■ Task description
Put the lines of the listing below into a numbered list, starting with the line that contains "task | drop a marker on every instance of the lips" and going on through the line that contains "column 129, row 186". Leave out any blank lines.

Point labeling dataset excerpts
————————

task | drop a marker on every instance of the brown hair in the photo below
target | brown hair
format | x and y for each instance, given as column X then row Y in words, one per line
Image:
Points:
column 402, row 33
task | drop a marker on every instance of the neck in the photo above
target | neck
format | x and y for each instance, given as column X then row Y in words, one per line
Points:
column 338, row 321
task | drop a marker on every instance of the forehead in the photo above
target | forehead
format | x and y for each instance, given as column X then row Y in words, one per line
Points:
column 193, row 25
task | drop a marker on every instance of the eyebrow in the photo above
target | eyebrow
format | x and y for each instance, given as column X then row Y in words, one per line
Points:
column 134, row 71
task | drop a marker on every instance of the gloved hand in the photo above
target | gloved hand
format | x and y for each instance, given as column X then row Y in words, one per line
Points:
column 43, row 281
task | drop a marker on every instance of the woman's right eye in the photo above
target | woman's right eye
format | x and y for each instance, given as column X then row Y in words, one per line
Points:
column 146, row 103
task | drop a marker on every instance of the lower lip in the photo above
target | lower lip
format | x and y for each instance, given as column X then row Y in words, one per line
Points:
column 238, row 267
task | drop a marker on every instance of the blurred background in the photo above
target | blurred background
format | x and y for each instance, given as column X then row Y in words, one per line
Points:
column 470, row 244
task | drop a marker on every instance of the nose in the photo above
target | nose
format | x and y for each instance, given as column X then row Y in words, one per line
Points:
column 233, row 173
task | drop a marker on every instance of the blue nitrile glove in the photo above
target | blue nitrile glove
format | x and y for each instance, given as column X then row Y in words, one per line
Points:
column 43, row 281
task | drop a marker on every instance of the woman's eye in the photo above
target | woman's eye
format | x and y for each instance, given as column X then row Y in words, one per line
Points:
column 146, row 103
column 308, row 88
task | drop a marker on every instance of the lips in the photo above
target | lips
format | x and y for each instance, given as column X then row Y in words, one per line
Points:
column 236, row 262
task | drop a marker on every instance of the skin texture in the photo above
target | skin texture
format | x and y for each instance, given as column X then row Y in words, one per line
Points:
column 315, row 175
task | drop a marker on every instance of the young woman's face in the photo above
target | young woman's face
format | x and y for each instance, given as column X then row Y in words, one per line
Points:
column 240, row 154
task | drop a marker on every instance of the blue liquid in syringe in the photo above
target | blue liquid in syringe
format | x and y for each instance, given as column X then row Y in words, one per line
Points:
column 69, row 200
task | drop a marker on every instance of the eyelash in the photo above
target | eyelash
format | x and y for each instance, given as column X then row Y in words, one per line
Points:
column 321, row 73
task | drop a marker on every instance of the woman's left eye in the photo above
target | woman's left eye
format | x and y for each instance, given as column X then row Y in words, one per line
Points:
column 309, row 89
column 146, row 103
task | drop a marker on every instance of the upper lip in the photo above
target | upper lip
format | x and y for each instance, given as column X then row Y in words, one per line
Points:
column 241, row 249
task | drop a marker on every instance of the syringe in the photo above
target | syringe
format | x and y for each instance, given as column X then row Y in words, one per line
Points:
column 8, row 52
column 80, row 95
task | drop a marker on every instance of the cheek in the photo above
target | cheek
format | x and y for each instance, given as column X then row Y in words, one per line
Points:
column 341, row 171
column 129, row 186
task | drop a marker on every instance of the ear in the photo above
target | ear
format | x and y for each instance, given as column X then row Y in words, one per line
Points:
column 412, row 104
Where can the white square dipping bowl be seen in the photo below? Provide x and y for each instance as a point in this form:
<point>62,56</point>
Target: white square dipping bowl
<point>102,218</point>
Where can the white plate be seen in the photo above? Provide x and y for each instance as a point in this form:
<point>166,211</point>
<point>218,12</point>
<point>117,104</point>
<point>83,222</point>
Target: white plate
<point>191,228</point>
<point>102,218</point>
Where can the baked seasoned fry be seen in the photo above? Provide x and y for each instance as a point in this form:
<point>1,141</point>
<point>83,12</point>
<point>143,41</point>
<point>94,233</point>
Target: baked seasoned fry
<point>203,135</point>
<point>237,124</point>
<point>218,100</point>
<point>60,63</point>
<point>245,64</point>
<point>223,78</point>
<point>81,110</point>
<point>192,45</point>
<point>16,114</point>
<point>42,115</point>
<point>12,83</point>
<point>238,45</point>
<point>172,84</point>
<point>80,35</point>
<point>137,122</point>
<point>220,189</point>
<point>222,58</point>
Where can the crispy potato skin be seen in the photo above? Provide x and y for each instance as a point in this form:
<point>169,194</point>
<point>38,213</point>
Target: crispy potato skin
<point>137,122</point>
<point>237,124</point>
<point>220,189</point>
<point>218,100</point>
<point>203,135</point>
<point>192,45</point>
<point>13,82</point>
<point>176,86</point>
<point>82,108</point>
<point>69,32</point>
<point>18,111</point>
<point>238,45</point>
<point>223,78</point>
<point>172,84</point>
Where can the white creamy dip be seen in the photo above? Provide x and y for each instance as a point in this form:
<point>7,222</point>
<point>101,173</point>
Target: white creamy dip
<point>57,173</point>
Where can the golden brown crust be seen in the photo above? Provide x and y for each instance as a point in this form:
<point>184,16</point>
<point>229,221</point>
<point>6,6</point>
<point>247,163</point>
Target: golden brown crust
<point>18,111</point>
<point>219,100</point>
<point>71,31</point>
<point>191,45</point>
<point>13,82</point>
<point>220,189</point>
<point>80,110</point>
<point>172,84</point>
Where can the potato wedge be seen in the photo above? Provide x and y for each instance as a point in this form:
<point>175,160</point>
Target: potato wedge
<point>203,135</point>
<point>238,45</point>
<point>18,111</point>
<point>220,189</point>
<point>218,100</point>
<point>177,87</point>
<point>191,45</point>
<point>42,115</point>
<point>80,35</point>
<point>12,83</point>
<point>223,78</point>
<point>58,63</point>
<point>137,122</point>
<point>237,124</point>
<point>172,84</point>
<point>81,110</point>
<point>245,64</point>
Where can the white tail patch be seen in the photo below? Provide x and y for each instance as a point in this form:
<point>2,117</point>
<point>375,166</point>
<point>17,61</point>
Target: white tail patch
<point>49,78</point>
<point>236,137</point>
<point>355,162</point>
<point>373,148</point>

————————

■ Response to the exercise
1. task | drop a marker on every instance of the lips in the photo above
2. target | lips
3. format | x and y for each instance, given as column X then row Y in words, one per line
4. Points:
5. column 236, row 262
6. task | drop a marker on every instance of the skin texture in the photo above
7. target | skin texture
8. format | x and y for each instance, given as column X then row Y in words, one per line
9. Points:
10. column 315, row 175
11. task | drop a marker on every instance of the young woman's face in the photo above
12. target | young woman's face
13. format | x and y for each instance, given as column X then row Y in words, one per line
14. Points:
15. column 240, row 154
16. task | drop a marker on every instance of the blue liquid in syringe in the photo above
17. target | blue liquid in syringe
18. format | x and y for each instance, given as column X then row Y in words, one per line
19. Points:
20. column 69, row 200
21. task | drop a marker on every instance of the eyelash in the photo above
22. target | eyelash
23. format | x and y for each instance, given as column X then row Y in words, one per line
24. Points:
25. column 321, row 73
26. task | drop a marker on every instance of the woman's left eye in the photo above
27. target | woman's left eye
28. format | x and y for each instance, given as column X then row Y in words, one per line
29. Points:
30. column 309, row 89
31. column 146, row 103
32. task | drop a marker on every instance of the upper lip in the photo above
33. target | upper lip
34. format | x and y for each instance, given as column X then row Y in words, one per line
35. Points:
36. column 241, row 249
37. task | drop a marker on every instance of the syringe in the photo above
38. target | syringe
39. format | x and y for each instance, given as column X then row Y in words, one per line
40. Points:
41. column 8, row 52
42. column 80, row 95
43. task | drop a marker on every instance of the cheek in the photo above
44. target | cheek
45. format | x and y for each instance, given as column X then row Y in words, one per line
46. Points:
47. column 341, row 171
48. column 129, row 186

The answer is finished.